* Exercise prompt
Copy the rows below word for word, leaving out the pictures.

* Coordinate annotation entries
= = = = = = =

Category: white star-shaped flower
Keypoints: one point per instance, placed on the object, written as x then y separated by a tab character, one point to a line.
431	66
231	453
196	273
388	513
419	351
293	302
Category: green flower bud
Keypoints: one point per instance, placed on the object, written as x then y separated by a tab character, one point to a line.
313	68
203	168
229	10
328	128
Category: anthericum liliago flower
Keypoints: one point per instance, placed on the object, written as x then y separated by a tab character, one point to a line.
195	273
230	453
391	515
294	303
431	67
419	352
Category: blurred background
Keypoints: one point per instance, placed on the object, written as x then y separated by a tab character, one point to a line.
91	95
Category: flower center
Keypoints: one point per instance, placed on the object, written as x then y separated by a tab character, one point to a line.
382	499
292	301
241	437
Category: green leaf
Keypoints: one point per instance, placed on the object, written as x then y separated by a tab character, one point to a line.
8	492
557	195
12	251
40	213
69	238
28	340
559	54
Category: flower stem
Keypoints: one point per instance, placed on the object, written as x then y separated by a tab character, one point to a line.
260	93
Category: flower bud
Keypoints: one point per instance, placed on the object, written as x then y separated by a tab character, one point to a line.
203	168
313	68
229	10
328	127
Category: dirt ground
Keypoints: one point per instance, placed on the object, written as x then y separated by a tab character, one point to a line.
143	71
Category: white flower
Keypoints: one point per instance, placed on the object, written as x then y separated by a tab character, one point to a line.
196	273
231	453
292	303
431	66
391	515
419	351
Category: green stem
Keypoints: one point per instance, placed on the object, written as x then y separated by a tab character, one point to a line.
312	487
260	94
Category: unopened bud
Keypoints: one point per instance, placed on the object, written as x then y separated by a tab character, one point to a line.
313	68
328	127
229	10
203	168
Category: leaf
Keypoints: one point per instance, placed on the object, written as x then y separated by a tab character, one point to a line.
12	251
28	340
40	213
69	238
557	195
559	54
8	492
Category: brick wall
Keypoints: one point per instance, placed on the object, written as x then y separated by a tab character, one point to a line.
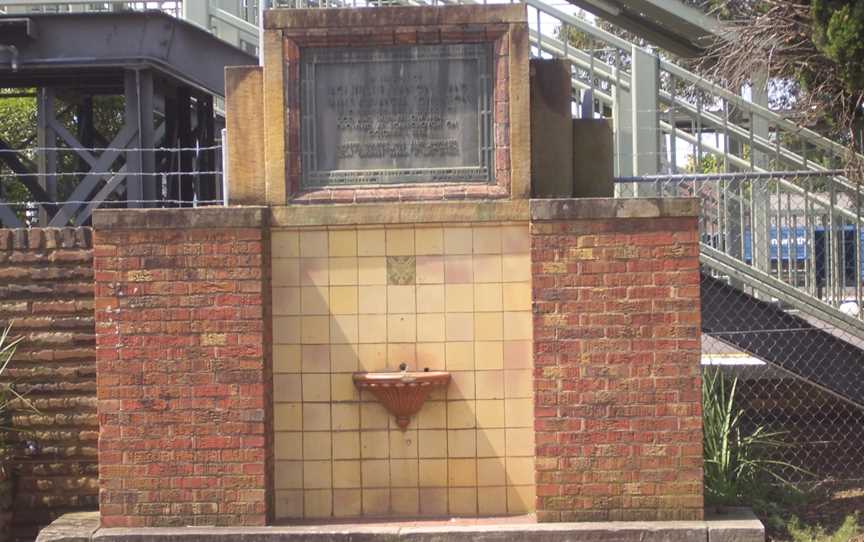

= = = = = = =

* Solution to this exercise
Category: white star-shaped flower
Keypoints: one point per instance, placed on the object, written as x then y separated by a tab character, one point to a line.
431	66
231	453
196	273
388	513
419	351
293	302
Category: green flower bud
Keypoints: one point per instance, placed on the object, written as x then y separated by a tab character, one point to a line.
313	68
203	168
229	10
328	128
Category: anthericum liliago flower
Keypoints: one point per instance, placed on the object, written as x then y separated by a tab character, one point to a line.
195	273
230	453
391	515
294	303
431	67
419	352
Category: blurred background
Keypoints: one point per instance, placed on the object, written as x then y separated by a tab character, one point to a line.
91	95
Category: flower center
Keypoints: one point per instance, placed on the object, written as x then y separated by a tab character, one point to a line.
382	499
292	301
241	437
Category: green leaf
Keypoints: one point per instance, placed on the object, written as x then y separated by a tab character, one point to a line.
8	492
557	195
12	251
40	213
69	238
28	340
559	54
Category: flower stem
Keypoints: one point per instance, placed on the object, written as x then y separated by a tab character, one point to a line.
260	93
Category: flower bud
Keypoints: one point per instance, placed on the object, written as x then y separated by a tab character, one point to a line.
203	168
313	68
229	10
328	127
Category: dirt ground
Keypoints: one point per instance, placed on the object, written as x then y separated by a tab character, one point to a line.
143	71
Category: white flower
Keypoints: one point per instance, placed on the object, written as x then y separated by a tab character, one point to a line.
196	273
231	453
292	303
431	66
391	515
419	351
Category: green stem
Keypoints: one point per instance, placed on the object, written as x then y separated by a tab character, one point to a line.
312	487
260	94
Category: unopened bud
Keypoints: one point per instance, placed on the object, written as x then y separated by a tab character, one point to a line.
313	68
328	127
229	10
203	168
Category: leaf
Keypoints: one point per instance, placed on the object, written as x then y separated by a tab character, one point to a line.
12	251
28	340
40	213
69	238
557	195
559	54
8	492
Category: brick wall
Keypoints: one point per instance, placed on the object, written as x then y separated by a tab character, one point to a line.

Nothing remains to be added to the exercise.